Source data:
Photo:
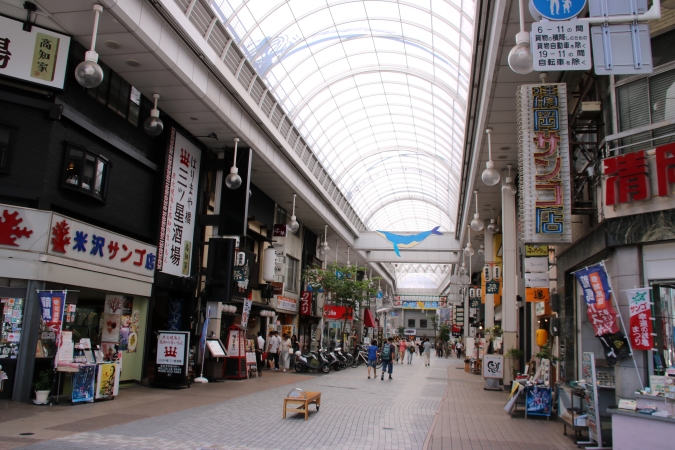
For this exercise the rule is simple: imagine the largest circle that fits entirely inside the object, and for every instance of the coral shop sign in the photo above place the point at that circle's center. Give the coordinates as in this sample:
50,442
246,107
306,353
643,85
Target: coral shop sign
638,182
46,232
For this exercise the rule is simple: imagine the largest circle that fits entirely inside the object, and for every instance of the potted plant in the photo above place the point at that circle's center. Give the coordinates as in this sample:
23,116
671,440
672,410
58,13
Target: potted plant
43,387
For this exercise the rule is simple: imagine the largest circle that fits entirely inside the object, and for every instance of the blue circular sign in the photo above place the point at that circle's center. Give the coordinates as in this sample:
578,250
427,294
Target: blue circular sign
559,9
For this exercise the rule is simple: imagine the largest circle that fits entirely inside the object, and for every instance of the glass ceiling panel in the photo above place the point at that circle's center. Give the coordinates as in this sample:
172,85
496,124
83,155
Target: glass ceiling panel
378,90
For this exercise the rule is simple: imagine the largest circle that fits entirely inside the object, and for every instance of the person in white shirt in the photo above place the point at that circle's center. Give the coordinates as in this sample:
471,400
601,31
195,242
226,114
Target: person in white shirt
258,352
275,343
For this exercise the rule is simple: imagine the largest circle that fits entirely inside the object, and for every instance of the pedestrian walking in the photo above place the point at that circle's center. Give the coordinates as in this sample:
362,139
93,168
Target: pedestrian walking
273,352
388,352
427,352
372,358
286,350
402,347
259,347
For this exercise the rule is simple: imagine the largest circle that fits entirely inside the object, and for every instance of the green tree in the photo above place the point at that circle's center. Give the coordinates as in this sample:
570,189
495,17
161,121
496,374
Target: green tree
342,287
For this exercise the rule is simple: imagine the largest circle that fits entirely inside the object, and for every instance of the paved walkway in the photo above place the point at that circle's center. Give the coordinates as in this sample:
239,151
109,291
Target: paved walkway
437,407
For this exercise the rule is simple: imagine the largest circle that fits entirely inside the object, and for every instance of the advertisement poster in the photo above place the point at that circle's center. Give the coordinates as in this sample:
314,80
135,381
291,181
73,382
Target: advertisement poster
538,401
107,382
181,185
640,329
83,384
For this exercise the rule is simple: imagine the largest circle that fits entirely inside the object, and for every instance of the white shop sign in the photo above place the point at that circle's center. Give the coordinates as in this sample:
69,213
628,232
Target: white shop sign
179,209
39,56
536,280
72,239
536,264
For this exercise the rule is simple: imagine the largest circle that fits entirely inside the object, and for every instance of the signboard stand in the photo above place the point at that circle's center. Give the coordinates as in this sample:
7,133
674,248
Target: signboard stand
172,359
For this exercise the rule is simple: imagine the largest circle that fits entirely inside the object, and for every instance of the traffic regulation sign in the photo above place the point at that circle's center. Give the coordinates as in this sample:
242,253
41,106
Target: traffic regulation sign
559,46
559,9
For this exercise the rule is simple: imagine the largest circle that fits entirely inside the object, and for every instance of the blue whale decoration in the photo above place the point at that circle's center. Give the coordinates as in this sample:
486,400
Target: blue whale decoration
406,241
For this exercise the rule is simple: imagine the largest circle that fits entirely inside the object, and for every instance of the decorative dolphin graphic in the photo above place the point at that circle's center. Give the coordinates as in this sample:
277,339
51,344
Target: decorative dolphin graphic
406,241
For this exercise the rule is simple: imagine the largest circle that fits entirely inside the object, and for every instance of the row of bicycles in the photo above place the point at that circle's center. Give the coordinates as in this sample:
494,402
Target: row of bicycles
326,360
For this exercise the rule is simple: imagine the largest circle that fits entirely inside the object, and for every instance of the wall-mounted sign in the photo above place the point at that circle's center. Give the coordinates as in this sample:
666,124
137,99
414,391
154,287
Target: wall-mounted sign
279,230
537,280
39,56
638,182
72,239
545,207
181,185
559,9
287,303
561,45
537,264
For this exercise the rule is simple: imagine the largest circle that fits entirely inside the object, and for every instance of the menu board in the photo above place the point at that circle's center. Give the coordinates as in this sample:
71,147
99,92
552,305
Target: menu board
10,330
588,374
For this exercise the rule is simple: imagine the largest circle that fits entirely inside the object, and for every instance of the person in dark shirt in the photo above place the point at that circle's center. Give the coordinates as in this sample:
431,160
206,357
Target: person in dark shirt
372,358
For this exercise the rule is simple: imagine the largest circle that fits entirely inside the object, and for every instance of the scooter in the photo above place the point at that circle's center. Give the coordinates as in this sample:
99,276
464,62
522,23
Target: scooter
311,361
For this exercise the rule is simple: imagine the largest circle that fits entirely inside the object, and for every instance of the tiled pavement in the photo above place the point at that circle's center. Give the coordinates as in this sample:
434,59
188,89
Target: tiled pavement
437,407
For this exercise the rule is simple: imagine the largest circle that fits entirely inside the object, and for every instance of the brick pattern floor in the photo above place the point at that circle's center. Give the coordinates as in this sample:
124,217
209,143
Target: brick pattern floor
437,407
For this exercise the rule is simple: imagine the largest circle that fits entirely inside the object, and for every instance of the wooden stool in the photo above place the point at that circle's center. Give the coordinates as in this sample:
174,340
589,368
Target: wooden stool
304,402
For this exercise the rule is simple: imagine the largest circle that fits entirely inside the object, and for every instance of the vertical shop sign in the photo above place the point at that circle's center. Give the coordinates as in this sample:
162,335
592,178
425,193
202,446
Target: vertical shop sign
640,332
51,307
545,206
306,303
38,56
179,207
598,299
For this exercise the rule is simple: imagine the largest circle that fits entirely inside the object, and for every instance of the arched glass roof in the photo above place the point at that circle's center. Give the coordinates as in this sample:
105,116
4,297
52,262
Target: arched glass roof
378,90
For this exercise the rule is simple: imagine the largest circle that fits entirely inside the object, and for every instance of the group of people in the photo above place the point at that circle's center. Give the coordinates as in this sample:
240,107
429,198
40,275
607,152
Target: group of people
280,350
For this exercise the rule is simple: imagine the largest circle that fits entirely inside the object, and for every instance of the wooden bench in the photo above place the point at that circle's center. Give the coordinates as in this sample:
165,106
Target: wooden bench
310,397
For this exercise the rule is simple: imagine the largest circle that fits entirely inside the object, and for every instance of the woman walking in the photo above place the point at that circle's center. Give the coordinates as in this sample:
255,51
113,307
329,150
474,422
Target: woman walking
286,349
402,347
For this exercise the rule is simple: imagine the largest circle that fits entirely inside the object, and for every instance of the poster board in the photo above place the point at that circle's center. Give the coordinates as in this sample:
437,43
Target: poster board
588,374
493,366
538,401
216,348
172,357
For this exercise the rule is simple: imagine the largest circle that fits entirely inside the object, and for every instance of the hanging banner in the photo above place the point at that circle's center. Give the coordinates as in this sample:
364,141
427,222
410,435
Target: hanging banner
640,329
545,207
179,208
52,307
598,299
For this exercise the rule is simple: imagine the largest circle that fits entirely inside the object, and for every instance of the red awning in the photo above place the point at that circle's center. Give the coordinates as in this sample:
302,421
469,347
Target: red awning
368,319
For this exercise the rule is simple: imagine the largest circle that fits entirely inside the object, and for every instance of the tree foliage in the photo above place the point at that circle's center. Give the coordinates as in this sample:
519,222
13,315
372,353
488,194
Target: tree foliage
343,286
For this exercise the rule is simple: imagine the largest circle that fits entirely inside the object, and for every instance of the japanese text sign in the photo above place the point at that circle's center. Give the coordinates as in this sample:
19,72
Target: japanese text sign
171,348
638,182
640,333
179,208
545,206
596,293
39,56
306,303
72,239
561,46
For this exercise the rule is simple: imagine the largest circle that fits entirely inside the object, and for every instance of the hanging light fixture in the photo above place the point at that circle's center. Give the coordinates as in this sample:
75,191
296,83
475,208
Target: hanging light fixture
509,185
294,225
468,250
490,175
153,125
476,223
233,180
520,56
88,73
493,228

Your objective: Reproduce the complete set of records verbatim and omit the pictures.

Exercise result:
Photo:
For this exercise the rule is simple: imagine the largest circle that fits entirely inside the object, and for every instance of the coral shop sign in the photo above place the point at that circle's center. Give the coordinates as in this sample:
50,442
246,107
306,353
643,85
Target: coral shop sign
638,182
46,232
For this exercise the rule is simple: imagine the largest circle that fits entirely inside the object, and for every instance of the potted plant in the photo above place the point at that circle's center. Give the coordinates as in this sample:
23,116
671,440
672,410
58,13
Target: potted plant
43,387
For this exercise the rule is simple: imagine the largest circle that fits entirely inside the object, and for every instance of the blue circular sign in the photo above place the point at that circle's center. Give the coordinates as in this sample:
578,250
427,294
Target: blue circular sign
559,9
For this exercise the rule is simple: imagine the largest circle that fits entirely inside the object, and for every instance of the glass ceiling panel in the photo above place the point at that circle's center. Give the coordinates as in this sample:
172,85
496,124
83,155
Target: glass ceiling panel
378,90
For this exercise the rule is simple: imagine the largest circle that fits entirely inside the object, and for every instance of the person in white shirt in the photo above place the point at that circle's center. Give the coordinates as in this sample:
471,400
601,31
195,242
226,114
Target: person in white shirt
258,352
275,343
For this exercise the rule is simple: imagine the largest circle that fits entirely inside the object, and for every instance of the pedestrian walking in the photo above place the point at that circle's center. Give the coordinates as in this sample:
362,139
93,168
Target: pedestrian walking
273,352
388,352
427,352
372,358
286,350
402,347
259,347
For this exercise the rule is simple: imagine the largest circle that fits entirely inside the object, and for every instance of the green tree in the photo above place the point at that circle's center. Give the coordinates as in this sample:
570,189
495,17
161,121
496,374
Target: green tree
342,287
For this exercise the rule is simple: imagine the largest circle that fits entirely inside the object, and for every instance of the paved walkway in the photo above place the point at that circle's center. Give the coordinates as in this sample:
239,151
109,291
Target: paved walkway
437,407
For this exercise the rule is simple: imagine the largest circle that fits entirely inside the object, and for every instance of the advertisement poster in the photo above place the point at that circle's center. Give the coordinates as in this sample:
314,80
135,381
291,181
73,382
Target: advertisement poster
538,401
107,382
181,185
640,329
83,384
For this exercise the rule is simple: imagine the largest circle that fits entirely inside the object, and for every instance of the white shop sign in the photo above place the point at that circle's center. Give the coordinates as in this sample:
69,213
628,232
Target: white shop sign
179,209
39,56
536,280
72,239
536,264
For this exercise the rule is simple: imagine the largest circle that fits entirely inside the object, and for every instance of the signboard stand in the photo above place the point at that circle's center. Give the coordinates as in this sample:
7,133
674,248
Target: signboard stand
172,359
For this exercise the rule is simple: imagine the largest circle that fits entirely inside the object, and for every instance of the traffic regulation sign in the photo above place the point at that circle's center. Give the coordinates as in this sample:
242,253
41,106
Target: traffic regulation sign
559,46
559,9
For this exercise the rule is simple: imagine the largest circle that fits entirely inside the object, and for every instance of the blue whale decoration in the photo above place the point at that circle's center. Give the coordinates as in this sample:
486,400
Target: blue whale decoration
406,241
For this exercise the rule is simple: imagine the largest circle that fits entirely inside the object, and for every instance of the decorative dolphin graphic in the photo above place the point at that circle's center. Give the coordinates as in this sample:
277,339
51,344
Target: decorative dolphin graphic
406,241
For this exercise the rule is simple: imagine the largest circle that fits entirely inside the object, and for every instance of the row of bicycles in the photo above place the point at that circle's center. Give the coordinates as in this sample:
494,402
Target: row of bicycles
326,360
For this exercise the rule is simple: imagine the largest circle that fits entirely inside the object, and for every instance of the wall-mounted sign in the photo above place the point at that circle's center. Give the coordinates as in this sample:
666,124
137,99
414,391
154,287
Target: wall-mounted sign
279,230
537,280
39,56
638,182
72,239
545,207
181,185
559,9
287,303
561,45
537,264
For this exercise the rule is simple: imagine the largest circle that fits entirely inside the object, and for every instance of the menu board in the photo above place the point at that circle's center. Give the coordinates as in this sample:
71,147
99,92
552,305
Target: menu board
10,330
588,374
For this exercise the rule is simple: imagine the largest circle that fits entirely inside the object, and for every instance of the person in dark shirt in the photo above place the point at that circle's center. Give the coordinates as in this sample:
431,160
206,357
Target: person in dark shirt
372,358
For this exercise the rule is simple: imagine the largest circle that fits entirely inside the object, and for every instance of the scooter in the photo above place the point at that circle's center. Give the coordinates as in this sample:
99,276
464,62
522,23
Target: scooter
311,361
For this exercise the rule is simple: imagine the largest circle that fits entirely inside the object, and for every instance of the tiled pavement in the photo above place the point at that circle's center. Give the coordinates as in this sample:
434,59
188,89
Target: tiled pavement
437,407
For this exercise the rule is simple: imagine the largest circle that fits entirely inside the object, and for every instance of the brick pattern floor in the photo above place the point at that circle's center. Give the coordinates as in this sample:
124,217
209,143
Target: brick pattern floor
437,407
For this exercise the rule is simple: imagine the largest circle that fits entirely inside the object, and for every instance of the wooden stool in the photo above place the point at that circle's center. Give the coordinates as in this sample:
174,340
589,368
Target: wooden stool
304,402
For this exercise the rule is simple: imagine the largest circle that fits entirely inside the object, and for every instance of the vertical shop sign in the photo above place the point at that circle's center. Give the coordinates as in this sample:
162,335
592,178
425,193
202,446
Target: vertical shop sign
640,332
51,307
545,206
306,303
38,56
179,207
598,299
For this exercise the rule is simple: imagine the largest circle that fits entirely inside the object, and for every instance of the arched glass roof in the photo above place the point at that circle's center. Give the coordinates as in this sample:
105,116
4,297
52,262
Target: arched glass roof
378,90
For this exercise the rule is simple: imagine the largest circle that fits entirely inside the object, and for every instance of the group of people in the photo above place the point at that circle's center. Give the coordinates as in this sample:
240,107
429,198
40,275
607,152
Target: group of people
280,350
For this exercise the rule is simple: imagine the largest circle that fits entirely inside the object, and for every instance of the wooden bench in the photo above place the point at that circle's center. Give the coordinates as in this sample:
165,106
Target: wooden bench
310,397
For this exercise the rule is simple: imagine the largest circle that fits entirely inside the object, and for every instance of the woman walking in the photo above place the point at that circle's center. Give the coordinates as in this sample:
255,51
113,307
329,150
474,422
Target: woman walking
286,349
402,347
For this exercise the rule is simple: imagine the largest circle that fits entirely inside the object, and for every instance of the poster board in the photo above place the point at that circle's center. Give the coordinates as in this sample:
437,43
Target: poster board
588,374
493,366
538,401
216,348
172,357
For this exercise the rule is simple: imagine the largest circle that fits entirely inside the object, and for every instance of the hanging banner in the photo above place the point at that circle's center. Give the coordinates as in this sample:
364,141
427,222
410,435
Target: hanging banner
640,329
545,207
179,208
52,307
598,299
For this exercise the rule is simple: imagine the largest circle that fits entirely inside the object, and for every instance of the red awning in the photo above place the point at that circle's center. Give the coordinates as in this sample:
302,421
469,347
Target: red awning
368,319
For this exercise the rule is simple: imagine the largest circle that fits entirely inside the object, and for every instance of the tree foliage in the photo above place the point at that circle's center. Give the coordinates as in this sample:
519,222
13,315
372,353
488,194
Target: tree foliage
343,286
For this exercise the rule is simple: imagine the largest circle that fits entirely inside the object, and for every instance of the japanese text sign in the photo above place the point at that circle's center. Give the coordinates as in this sample:
19,72
Target: japanese text sign
171,348
638,182
640,333
179,208
545,206
596,293
39,56
306,303
72,239
561,46
For this exercise the rule is simple: imagine the largest circle that fits entirely inside the object, and for every instance of the hanging light fixture in the photo above place the point at that circle's center. Give the coordinates as in this sample:
75,191
296,83
475,208
Target: hanging light fixture
509,185
294,225
468,250
490,175
153,125
476,223
233,180
520,56
88,73
493,228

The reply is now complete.